## Work order
Out of the entries that follow, copy each line containing "hanging".

## Extracted information
---*---
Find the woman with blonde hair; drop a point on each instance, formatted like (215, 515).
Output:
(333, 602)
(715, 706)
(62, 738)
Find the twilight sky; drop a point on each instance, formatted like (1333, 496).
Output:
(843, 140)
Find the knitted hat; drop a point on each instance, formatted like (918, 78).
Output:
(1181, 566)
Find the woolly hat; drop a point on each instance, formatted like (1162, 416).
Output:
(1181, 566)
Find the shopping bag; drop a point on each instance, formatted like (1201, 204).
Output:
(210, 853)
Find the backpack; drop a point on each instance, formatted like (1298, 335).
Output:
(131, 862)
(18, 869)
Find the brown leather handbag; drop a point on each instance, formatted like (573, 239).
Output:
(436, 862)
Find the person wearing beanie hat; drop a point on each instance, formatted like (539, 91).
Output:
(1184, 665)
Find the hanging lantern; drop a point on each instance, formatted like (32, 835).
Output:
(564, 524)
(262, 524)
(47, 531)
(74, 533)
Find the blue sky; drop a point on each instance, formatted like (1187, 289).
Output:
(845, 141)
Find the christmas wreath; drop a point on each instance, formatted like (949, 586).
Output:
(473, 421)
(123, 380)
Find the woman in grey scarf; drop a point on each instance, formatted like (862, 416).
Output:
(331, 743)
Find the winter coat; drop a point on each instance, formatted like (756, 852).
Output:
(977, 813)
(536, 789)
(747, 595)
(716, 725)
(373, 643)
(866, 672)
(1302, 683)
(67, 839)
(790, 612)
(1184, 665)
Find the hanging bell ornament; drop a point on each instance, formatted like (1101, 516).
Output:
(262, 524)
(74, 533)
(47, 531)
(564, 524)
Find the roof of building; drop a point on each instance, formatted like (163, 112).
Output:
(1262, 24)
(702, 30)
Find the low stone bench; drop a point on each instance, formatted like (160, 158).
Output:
---*---
## Output of the exercise
Find the hanging lantern; drop a point on each instance, formatted like (32, 835).
Find the hanging bell ornament; drop a point on each instance, formatted like (1101, 516).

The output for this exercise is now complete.